Excerpts from a location annotation dataset:

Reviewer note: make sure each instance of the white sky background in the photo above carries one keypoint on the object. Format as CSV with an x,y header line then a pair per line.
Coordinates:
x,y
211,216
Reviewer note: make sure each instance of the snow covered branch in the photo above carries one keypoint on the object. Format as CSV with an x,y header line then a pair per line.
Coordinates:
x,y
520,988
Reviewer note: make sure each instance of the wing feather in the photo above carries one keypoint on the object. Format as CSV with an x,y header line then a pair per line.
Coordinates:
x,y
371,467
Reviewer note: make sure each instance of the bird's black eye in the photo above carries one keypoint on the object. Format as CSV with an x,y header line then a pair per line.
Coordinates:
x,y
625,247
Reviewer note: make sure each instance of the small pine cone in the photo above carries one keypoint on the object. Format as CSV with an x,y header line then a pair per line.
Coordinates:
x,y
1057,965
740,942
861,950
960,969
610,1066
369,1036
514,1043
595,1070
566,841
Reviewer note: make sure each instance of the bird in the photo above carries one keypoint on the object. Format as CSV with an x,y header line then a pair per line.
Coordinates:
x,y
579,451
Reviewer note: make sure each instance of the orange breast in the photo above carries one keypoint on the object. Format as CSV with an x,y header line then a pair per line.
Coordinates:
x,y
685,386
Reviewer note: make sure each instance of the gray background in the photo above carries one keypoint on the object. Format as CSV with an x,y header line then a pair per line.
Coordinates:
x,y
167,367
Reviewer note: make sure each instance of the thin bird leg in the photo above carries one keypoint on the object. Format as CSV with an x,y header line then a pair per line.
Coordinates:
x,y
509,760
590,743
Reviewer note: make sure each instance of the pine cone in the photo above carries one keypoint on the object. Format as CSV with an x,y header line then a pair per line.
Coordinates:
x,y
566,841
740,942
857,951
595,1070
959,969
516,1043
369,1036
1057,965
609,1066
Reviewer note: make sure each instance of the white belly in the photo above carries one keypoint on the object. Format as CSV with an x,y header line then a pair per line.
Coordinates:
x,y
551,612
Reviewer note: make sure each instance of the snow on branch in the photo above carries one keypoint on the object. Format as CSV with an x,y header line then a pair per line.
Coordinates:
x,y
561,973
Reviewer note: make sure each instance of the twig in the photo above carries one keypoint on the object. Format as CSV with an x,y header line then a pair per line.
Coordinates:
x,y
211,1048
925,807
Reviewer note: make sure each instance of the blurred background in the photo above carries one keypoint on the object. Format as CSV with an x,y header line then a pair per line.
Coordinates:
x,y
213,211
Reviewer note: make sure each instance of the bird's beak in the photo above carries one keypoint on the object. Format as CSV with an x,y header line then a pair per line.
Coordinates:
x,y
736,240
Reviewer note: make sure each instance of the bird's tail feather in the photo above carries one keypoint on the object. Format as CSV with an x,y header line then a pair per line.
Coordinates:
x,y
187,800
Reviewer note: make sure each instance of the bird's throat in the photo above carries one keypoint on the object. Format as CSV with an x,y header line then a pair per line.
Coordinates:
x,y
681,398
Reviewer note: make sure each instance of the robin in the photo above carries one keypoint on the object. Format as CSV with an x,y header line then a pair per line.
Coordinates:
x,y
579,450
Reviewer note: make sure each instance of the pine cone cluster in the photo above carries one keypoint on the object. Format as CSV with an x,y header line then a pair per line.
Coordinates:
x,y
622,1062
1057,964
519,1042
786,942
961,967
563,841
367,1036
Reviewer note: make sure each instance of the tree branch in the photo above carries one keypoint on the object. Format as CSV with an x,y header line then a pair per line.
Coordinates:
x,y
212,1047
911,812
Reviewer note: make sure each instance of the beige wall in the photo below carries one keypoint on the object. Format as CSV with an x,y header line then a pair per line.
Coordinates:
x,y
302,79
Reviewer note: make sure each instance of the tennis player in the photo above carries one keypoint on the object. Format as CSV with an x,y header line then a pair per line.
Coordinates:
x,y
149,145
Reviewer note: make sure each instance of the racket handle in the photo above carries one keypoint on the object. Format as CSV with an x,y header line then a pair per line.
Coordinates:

Instructions for the task:
Format every line of the items above as a numbered list and drop any blank lines.

Task result:
1. Reviewer note: make sure each instance of the white sky background in the photo above carries one keypoint on the object. Format as CSV with an x,y header line then a pair per line.
2. Coordinates:
3. x,y
4. 211,216
5. Reviewer note: make sure each instance of the snow covered branch in the photo above carries one keypoint on the object. Format as CSV with an x,y header line then a pair per line.
6. Coordinates:
7. x,y
8. 520,988
9. Reviewer note: make sure each instance of the wing feather in the photo above carries one keypoint on the object. Format as CSV with an x,y header line then a pair per line.
10. Coordinates:
11. x,y
12. 371,467
13. Reviewer note: make sure each instance of the bird's black eye in the photo above carries one keypoint on the object. Format as CSV with an x,y header line then a pair per line.
14. Coordinates:
15. x,y
16. 625,247
17. Reviewer note: make sure each instance of the small pine cone in the photo above carries one keypoint on the object. Format as CSV with an x,y header line then a pair per line.
18. Coordinates:
19. x,y
20. 1057,965
21. 740,942
22. 861,950
23. 960,969
24. 610,1066
25. 369,1036
26. 514,1043
27. 595,1070
28. 566,841
29. Reviewer note: make sure each instance of the bird in the photo above carries one keypoint on the object. Format as CSV with an x,y header line then a pair per line.
30. Coordinates:
31. x,y
32. 579,451
33. Reviewer note: make sure each instance of the orange breast in the photo above carries one keypoint on the object. Format as CSV with an x,y header line then a pair per line.
34. Coordinates:
35. x,y
36. 685,386
37. Reviewer note: make sure each instance of the gray background in the photo above carries one keypoint on the object. Format as CSV with an x,y header line then a pair per line.
38. Coordinates:
39. x,y
40. 167,367
41. Reviewer note: make sure each instance of the thin bird leg in the photo above carries one keypoint on the object. Format as CSV with an x,y header line then a pair per line.
42. Coordinates:
43. x,y
44. 509,760
45. 590,743
46. Reviewer note: make sure each instance of the pine cone in the photo above carries one keypoint on the object. Format as CSV with an x,y header line then a pair per line.
47. Coordinates:
48. x,y
49. 566,841
50. 740,942
51. 857,951
52. 595,1070
53. 959,969
54. 516,1043
55. 369,1036
56. 1057,965
57. 609,1066
58. Reviewer note: make sure each instance of the white belly in the photo above carries one keypoint on the object. Format as CSV with an x,y header line then a pair per line.
59. Coordinates:
60. x,y
61. 551,612
62. Reviewer note: make sure each instance of the snow on branch in the photo above carries one keypoint on the object. Format as CSV with an x,y header line then a pair per line.
63. Coordinates:
64. x,y
65. 561,973
66. Reviewer note: make sure each instance of the twig in the photo above carries one keypoint on the object. Format as CSV with an x,y header line then a pair per line.
67. Coordinates:
68. x,y
69. 211,1048
70. 925,807
71. Reviewer note: make sure each instance of the blurred background in the photo above carries one keypoint on the object. Format as CSV with an x,y header line then a pair per line.
72. Coordinates:
73. x,y
74. 213,211
75. Reviewer note: make sure each instance of the bird's beak in the photo above carries one keypoint on the object. Format as CSV with an x,y header line then a pair per line.
76. Coordinates:
77. x,y
78. 736,240
79. Reviewer note: make sure each instance of the bird's tail feather in the photo above carries one keypoint on the object. Format as CSV with an x,y header line then a pair per line.
80. Coordinates:
81. x,y
82. 187,800
83. Reviewer note: make sure each instance of the bird's throat in the photo above carries one keypoint on the object. Format as CSV with an x,y header line then a pair per line.
84. Coordinates:
85. x,y
86. 681,398
87. Reviewer note: make sure each instance of the robin in the photo above carries one keypoint on the object. Format as CSV with an x,y header line then a pair per line.
88. Coordinates:
89. x,y
90. 579,450
91. Reviewer note: make sure each instance of the pine cone cluster in the photo above carries one keypoint on the object. Format as CSV with an x,y header line then a pair per line.
92. Coordinates:
93. x,y
94. 622,1062
95. 1057,964
96. 519,1042
97. 786,942
98. 961,967
99. 563,841
100. 367,1036
101. Reviewer note: make sure each instance of the tree branch in the photo above carries one keypoint on the object. Format as CSV with an x,y header line then a pair per line.
102. Coordinates:
103. x,y
104. 212,1047
105. 911,812
106. Reviewer note: make sure each instance of the beige wall in the photo below carries one keypoint on the object. Format as CSV with an x,y header line then a pair per line.
107. Coordinates:
108. x,y
109. 302,79
110. Reviewer note: make sure each instance of the tennis player in the photo above carries one keypoint on the object. Format as CSV with an x,y header line then a pair per line.
111. Coordinates:
112. x,y
113. 149,145
114. Reviewer note: make sure each instance of the racket handle in the photo above carries one keypoint on the object. Format as CSV with an x,y header line then a pair per line.
115. Coordinates:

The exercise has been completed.